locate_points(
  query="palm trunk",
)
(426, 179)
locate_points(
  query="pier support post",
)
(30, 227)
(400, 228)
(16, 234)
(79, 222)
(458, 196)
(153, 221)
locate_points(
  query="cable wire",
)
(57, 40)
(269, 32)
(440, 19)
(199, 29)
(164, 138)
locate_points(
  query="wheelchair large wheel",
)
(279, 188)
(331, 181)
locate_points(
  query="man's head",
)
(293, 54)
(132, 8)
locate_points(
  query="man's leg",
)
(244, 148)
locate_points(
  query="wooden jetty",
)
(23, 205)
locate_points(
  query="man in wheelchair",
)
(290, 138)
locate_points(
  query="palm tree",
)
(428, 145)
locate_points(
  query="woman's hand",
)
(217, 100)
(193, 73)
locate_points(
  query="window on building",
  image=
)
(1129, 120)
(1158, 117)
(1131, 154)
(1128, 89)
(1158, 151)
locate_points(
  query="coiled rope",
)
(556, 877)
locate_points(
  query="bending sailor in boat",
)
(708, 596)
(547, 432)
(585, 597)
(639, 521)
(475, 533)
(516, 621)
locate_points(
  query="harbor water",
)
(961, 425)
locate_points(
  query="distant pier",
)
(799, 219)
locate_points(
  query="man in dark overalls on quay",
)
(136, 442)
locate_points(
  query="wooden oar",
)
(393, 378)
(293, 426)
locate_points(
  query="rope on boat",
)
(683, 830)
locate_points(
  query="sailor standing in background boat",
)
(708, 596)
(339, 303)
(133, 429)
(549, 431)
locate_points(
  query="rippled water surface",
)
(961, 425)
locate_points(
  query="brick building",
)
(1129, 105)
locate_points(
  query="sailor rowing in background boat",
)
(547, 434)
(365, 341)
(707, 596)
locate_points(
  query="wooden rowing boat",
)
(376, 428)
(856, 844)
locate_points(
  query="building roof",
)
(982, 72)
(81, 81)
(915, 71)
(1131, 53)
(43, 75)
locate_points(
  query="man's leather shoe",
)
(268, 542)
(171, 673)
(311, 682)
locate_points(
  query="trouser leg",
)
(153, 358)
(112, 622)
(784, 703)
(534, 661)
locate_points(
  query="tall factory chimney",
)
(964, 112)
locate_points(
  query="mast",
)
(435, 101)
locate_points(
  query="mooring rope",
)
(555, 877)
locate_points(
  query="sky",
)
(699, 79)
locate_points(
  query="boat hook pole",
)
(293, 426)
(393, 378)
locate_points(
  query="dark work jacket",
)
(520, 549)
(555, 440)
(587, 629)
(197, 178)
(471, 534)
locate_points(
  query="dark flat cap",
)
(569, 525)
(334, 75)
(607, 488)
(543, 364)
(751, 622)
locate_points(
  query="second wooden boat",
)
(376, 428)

::::::::::

§ **WHAT YOU NEED TO DO**
Rewrite the lines above, replacing "wooden" with "timber" everywhere it appears and leaving everything else unchanged.

§ **ANSWER TO THIS PROBLEM**
locate_points(
  query="palm trunk",
)
(426, 179)
locate_points(
  query="pier support post",
)
(30, 227)
(400, 228)
(16, 234)
(79, 222)
(458, 196)
(153, 221)
locate_points(
  query="cable wire",
)
(57, 40)
(269, 32)
(440, 19)
(199, 29)
(164, 138)
locate_points(
  query="wheelchair large wheel",
)
(279, 188)
(331, 181)
locate_points(
  query="man's head",
)
(293, 54)
(132, 8)
locate_points(
  query="man's leg",
)
(244, 148)
locate_points(
  query="timber jetty",
)
(23, 205)
locate_points(
  query="man in wheelchair",
)
(290, 138)
locate_points(
  query="palm tree",
)
(428, 145)
locate_points(
  query="woman's hand",
)
(217, 100)
(193, 73)
locate_points(
  query="window on building",
  image=
)
(1129, 120)
(1158, 117)
(1131, 154)
(1128, 89)
(1158, 151)
locate_points(
  query="coiled rope",
)
(556, 877)
locate_points(
  query="bending sailor in boat",
)
(708, 596)
(547, 432)
(585, 597)
(639, 521)
(475, 533)
(516, 621)
locate_points(
  query="harbor water",
)
(961, 425)
locate_points(
  query="distant pier",
)
(799, 219)
locate_points(
  query="man in dark overalls on quay",
)
(136, 442)
locate_points(
  query="timber oar",
)
(393, 378)
(293, 426)
locate_points(
  query="rope on boat",
)
(683, 830)
locate_points(
  query="sailor standing in background boat",
)
(708, 596)
(339, 303)
(133, 429)
(549, 431)
locate_points(
  query="rippled water surface",
)
(961, 425)
locate_points(
  query="brick building",
)
(1129, 105)
locate_points(
  query="sailor rowing in background boat",
)
(547, 434)
(365, 341)
(707, 596)
locate_points(
  query="timber rowing boat",
)
(376, 428)
(856, 844)
locate_points(
  query="building roof",
)
(982, 72)
(81, 81)
(915, 71)
(1131, 53)
(43, 75)
locate_points(
  query="man's leather shoe",
)
(268, 542)
(171, 673)
(311, 682)
locate_points(
  query="trouser leg",
)
(153, 358)
(112, 622)
(784, 703)
(534, 661)
locate_points(
  query="tall factory chimney",
)
(964, 112)
locate_points(
  query="mast",
)
(435, 101)
locate_points(
  query="mooring rope",
)
(555, 877)
locate_points(
  query="sky",
)
(699, 79)
locate_points(
  query="boat hook pole",
)
(293, 426)
(393, 378)
locate_points(
  query="dark work jacket",
)
(520, 549)
(555, 440)
(587, 629)
(197, 178)
(471, 534)
locate_points(
  query="dark flat cap",
)
(569, 525)
(334, 75)
(607, 488)
(543, 364)
(751, 622)
locate_points(
  query="second timber boat",
)
(376, 428)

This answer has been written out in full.